[Stored dataset items]
****
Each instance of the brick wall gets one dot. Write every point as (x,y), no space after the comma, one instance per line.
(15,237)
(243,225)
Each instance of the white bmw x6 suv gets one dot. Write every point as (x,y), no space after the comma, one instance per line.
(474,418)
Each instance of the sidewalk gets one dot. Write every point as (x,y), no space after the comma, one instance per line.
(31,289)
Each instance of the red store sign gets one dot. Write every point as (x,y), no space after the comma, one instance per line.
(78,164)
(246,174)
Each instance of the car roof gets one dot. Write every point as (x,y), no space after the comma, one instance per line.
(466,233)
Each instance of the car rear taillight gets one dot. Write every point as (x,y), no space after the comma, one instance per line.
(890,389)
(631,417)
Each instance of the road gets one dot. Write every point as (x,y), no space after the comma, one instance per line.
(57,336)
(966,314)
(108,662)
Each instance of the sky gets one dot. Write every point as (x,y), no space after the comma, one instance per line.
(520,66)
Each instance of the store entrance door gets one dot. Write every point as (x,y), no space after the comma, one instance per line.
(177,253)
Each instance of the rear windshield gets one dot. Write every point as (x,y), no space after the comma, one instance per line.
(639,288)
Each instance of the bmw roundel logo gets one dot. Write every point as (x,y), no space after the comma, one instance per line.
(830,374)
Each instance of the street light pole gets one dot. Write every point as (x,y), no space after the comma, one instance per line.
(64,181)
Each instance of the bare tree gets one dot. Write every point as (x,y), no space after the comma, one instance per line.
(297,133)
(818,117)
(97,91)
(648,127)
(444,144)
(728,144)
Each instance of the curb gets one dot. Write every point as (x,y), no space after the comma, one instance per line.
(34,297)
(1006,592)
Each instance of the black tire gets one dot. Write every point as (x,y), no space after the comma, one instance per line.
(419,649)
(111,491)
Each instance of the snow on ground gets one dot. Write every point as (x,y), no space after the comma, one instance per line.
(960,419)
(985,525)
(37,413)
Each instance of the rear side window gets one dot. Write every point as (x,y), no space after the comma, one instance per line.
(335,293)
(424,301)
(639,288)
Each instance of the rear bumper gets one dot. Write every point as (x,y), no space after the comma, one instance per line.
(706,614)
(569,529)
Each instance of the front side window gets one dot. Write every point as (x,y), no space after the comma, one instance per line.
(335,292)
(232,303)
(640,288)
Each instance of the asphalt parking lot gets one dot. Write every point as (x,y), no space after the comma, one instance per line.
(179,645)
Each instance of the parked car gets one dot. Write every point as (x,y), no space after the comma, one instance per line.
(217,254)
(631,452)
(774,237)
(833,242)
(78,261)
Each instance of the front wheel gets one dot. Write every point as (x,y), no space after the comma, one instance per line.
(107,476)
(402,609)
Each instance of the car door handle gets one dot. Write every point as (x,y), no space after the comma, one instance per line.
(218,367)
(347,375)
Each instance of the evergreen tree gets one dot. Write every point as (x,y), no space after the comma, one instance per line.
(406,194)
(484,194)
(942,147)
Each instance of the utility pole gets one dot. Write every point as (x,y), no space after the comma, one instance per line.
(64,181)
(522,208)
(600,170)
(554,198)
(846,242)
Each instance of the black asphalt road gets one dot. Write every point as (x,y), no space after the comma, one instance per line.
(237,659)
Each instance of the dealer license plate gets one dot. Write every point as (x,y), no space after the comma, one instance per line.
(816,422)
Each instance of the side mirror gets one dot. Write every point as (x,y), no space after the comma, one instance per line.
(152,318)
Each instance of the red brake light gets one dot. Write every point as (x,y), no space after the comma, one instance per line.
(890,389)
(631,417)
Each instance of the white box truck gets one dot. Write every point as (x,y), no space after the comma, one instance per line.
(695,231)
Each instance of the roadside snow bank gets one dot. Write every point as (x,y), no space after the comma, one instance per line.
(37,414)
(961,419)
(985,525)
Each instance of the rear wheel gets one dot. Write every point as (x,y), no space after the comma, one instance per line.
****
• [Required task]
Write out every one of the entries above word for word, without changing anything.

• [Solution to this task]
Each instance of the brick wall gets one dot. Write every point as (x,y), no space after the comma, one instance per line.
(15,237)
(243,225)
Each instance of the white bmw x6 suv gets one dot. Write every point as (x,y), no space after the comma, one instance per line.
(474,418)
Each instance of the sidewalk gets one dot. Write every point as (x,y), no space after the comma, one instance per line.
(31,289)
Each instance of the red store sign gets one dot. Write every point as (x,y), no space after the comma, one instance per line.
(78,164)
(246,174)
Each instance of the car roof gets one dot. Write every point as (x,y), no space after the comma, one instance per line.
(466,233)
Each instance of the car rear taillight gets one dot. Write every point as (x,y), no space after the comma, one instance per line.
(890,389)
(631,417)
Each instance of the road gets one dot. Write every point as (x,y), no space after the comma, one instance per line.
(57,336)
(966,314)
(108,662)
Each instance of the sky gets one dot. Write every point as (x,y), no space after the comma, one instance per line.
(520,66)
Each instance of the store entrance door gets one dot. Write every point as (x,y), no space after the comma, one instance per line.
(177,253)
Each instance of the rear windshield gets one dot. Write every point as (x,y), no space after the comma, one instance per line.
(639,288)
Each instance of the bmw roundel logo gets one dot. Write every point as (x,y), no space after the comma, one instance per line.
(830,374)
Each instance of the street light pole gets one dot. Write every point as (x,y), no space after the comma, one instance per line.
(64,181)
Each instance of the bare tree gets one dot. Write every point as (x,y), no space after the comma, one instance per line.
(297,133)
(818,117)
(97,91)
(648,127)
(444,144)
(728,144)
Each instance of the curb gets one dot. Write every point as (x,y), no space after the comma, one instance per line.
(34,297)
(1006,592)
Each instance of the black tire gets one dot. Write every point as (x,y), no space after the comma, one instance per line.
(419,649)
(111,491)
Each instance of the snow on ground gets one dot. Write every point as (x,y), no space after the comma, one instance per line.
(960,419)
(985,525)
(37,413)
Each instance of the rear side window gets one dot. Write every point as (x,y), no space after the comma, one instance per line.
(335,293)
(424,301)
(639,288)
Each instance of the rear bumper gets one dot. Write every point as (x,y), no space after the comma, one instance per line.
(706,614)
(569,529)
Each instance of the front side window gets one dot. Write every point as (x,y), no space after the comma, one instance per line.
(335,292)
(232,303)
(640,288)
Each instance of the asphalt parking lot gets one dot. Write every point as (x,y), no space after the comma, one instance per line.
(179,645)
Each instance of the parked car gets one dot. Write every point as (x,y), no space after the comma, one instance per line.
(217,254)
(631,452)
(774,237)
(833,242)
(78,261)
Each instance of the front wheel gets one dot. Write every point as (x,y), no space after the comma, one instance per line.
(107,476)
(402,609)
Each instance of the car door handle gets one dot. Write every point as (x,y), no space after the comma, one instance per line.
(218,367)
(347,375)
Each instance of the evergreen tree gets one dot. Write every point as (x,y), no space after the comma, one instance per line.
(406,194)
(484,194)
(942,147)
Each instance of the utility pole gets one dot. Write every point as (x,y), no space after the comma, one instance per line.
(64,181)
(522,208)
(600,170)
(554,198)
(846,242)
Each instance of the black asphalt road gets one dot. Write every point as (x,y), no space after the comma, one instance per line.
(237,659)
Each instance of the dealer license plate gets one dot. Write every point as (x,y), no space after the comma, one instance per line.
(816,422)
Each instance of the side mirror gets one dot. Write every point as (x,y), no space after the comma, one instance per line.
(152,318)
Each instance of the red brake light gets one dot. Write every point as (x,y), no space after the comma, one instance per line.
(890,389)
(631,417)
Each instance of the white box truck gets one dot. Write every point as (x,y), no space after the comma, one instance per line.
(695,231)
Each instance of the roadside snow bank gets one dot. Write every point as (x,y), no space after the comma, one instance per line.
(37,414)
(961,419)
(985,525)
Each instance of the rear wheel gets one dot. Write every point as (x,y), no space after the comma, one instance per line.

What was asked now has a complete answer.